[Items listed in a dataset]

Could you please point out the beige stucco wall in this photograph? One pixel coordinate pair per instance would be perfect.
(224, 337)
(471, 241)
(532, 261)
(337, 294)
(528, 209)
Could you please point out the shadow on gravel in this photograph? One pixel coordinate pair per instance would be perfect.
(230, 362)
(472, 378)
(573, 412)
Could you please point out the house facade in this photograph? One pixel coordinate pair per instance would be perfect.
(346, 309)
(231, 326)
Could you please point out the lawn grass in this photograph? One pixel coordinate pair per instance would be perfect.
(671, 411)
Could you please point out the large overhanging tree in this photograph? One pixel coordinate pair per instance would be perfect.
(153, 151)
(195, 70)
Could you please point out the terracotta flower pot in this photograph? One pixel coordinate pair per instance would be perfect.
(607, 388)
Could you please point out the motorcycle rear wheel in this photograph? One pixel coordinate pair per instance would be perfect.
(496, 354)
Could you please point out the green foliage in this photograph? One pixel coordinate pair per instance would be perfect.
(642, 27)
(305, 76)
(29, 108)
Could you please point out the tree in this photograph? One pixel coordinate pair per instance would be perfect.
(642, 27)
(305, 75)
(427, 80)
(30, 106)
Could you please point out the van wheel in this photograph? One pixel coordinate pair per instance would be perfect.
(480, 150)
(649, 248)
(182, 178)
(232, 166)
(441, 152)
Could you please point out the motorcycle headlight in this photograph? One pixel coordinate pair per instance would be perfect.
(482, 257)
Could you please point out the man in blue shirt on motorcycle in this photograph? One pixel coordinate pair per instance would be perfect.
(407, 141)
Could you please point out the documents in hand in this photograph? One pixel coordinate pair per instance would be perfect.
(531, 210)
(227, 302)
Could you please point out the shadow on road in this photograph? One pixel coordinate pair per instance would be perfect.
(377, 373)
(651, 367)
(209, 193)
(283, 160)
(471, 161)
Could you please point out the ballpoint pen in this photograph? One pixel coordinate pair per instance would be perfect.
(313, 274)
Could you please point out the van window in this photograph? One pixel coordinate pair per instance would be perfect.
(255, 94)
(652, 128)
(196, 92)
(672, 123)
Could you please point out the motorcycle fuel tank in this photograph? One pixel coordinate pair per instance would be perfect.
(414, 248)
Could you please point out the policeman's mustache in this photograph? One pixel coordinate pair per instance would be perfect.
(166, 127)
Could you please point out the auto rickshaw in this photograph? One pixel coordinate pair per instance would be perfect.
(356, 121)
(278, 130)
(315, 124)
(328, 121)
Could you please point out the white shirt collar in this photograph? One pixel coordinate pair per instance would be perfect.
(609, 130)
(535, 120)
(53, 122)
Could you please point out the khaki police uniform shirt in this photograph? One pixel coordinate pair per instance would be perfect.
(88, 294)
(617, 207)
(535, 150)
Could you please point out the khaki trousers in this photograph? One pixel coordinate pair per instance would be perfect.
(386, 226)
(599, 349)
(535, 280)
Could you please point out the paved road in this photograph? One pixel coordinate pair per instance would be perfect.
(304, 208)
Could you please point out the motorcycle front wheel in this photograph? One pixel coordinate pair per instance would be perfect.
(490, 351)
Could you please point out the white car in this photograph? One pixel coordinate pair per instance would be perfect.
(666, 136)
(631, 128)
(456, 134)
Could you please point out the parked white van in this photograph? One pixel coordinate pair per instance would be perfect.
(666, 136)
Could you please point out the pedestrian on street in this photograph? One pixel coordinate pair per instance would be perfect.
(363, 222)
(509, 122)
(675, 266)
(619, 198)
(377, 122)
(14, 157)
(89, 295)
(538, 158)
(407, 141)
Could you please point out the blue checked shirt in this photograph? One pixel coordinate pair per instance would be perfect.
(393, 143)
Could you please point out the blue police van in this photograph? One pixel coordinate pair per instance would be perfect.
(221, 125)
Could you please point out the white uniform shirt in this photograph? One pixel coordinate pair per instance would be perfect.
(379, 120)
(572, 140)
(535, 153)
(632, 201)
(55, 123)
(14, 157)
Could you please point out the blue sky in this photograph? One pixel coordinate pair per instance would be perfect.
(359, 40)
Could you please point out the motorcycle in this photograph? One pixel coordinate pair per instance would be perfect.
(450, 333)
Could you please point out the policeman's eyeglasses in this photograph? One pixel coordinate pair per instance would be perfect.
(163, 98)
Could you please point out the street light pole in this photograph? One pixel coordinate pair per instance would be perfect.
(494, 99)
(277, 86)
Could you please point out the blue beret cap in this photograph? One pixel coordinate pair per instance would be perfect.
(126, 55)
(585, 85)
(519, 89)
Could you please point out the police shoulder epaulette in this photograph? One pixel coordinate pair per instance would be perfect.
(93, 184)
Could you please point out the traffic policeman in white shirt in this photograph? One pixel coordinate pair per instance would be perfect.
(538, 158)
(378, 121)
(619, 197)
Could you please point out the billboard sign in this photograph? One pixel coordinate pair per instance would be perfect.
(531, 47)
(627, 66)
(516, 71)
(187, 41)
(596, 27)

**Required task:**
Quote only the lines from the line containing "Could you please point out the white car" through the end of the entries, keeping the first and the last.

**Correct output:**
Could you please point out the white car in this photograph? One pixel coordinate pair per instance would be perfect.
(666, 136)
(631, 128)
(456, 134)
Could you please point out the parked white van in this photograph? One pixel coordinate pair per instance would be perfect.
(666, 136)
Could you please point out the pedestrian on street in this photograph? One pixel coordinate pair per instance would be perfect.
(363, 222)
(509, 122)
(675, 266)
(619, 198)
(377, 122)
(14, 157)
(89, 295)
(538, 158)
(407, 141)
Could you please point out the blue checked shirt in this photograph? One pixel coordinate pair per instance would be perfect.
(393, 143)
Could you please point out the blue police van in this photograph? One pixel coordinate pair per instance would be perfect.
(221, 125)
Could you please point out the white uniform shirt in this photograph? One pixel coordinate pair per instance would be perfect.
(379, 120)
(572, 140)
(535, 153)
(632, 201)
(55, 123)
(14, 157)
Could you please point out the blue sky in this photograph? One pixel coordinate pair per instance would be perfect.
(359, 40)
Could you please point out the motorcycle in this photograph? One pixel coordinate pair per instance would be perfect.
(450, 333)
Could you please point out the policeman's eyeglasses in this photograph? One pixel coordinate pair per instance would be perfect.
(163, 98)
Could you please point out the street light pole in this photograph? One pixel coordinate pair per instance would be perfect.
(494, 99)
(277, 86)
Could you please point out the blue beret cap in this photograph? One pixel coordinate pair per instance would be perfect.
(126, 55)
(585, 85)
(519, 89)
Could you please point out the police shoulder epaulette in this photograph? One pixel coordinate pair per instance would be perfect.
(93, 184)
Could you please point out the traffic policeman in white shirt in this photograph? One pixel coordinate pair per instance would be perfect.
(538, 158)
(378, 121)
(619, 197)
Could you please point out the billboard sign in this photograph? One pixel coordinate pair per instance would be perfect.
(531, 47)
(627, 66)
(516, 71)
(187, 41)
(596, 27)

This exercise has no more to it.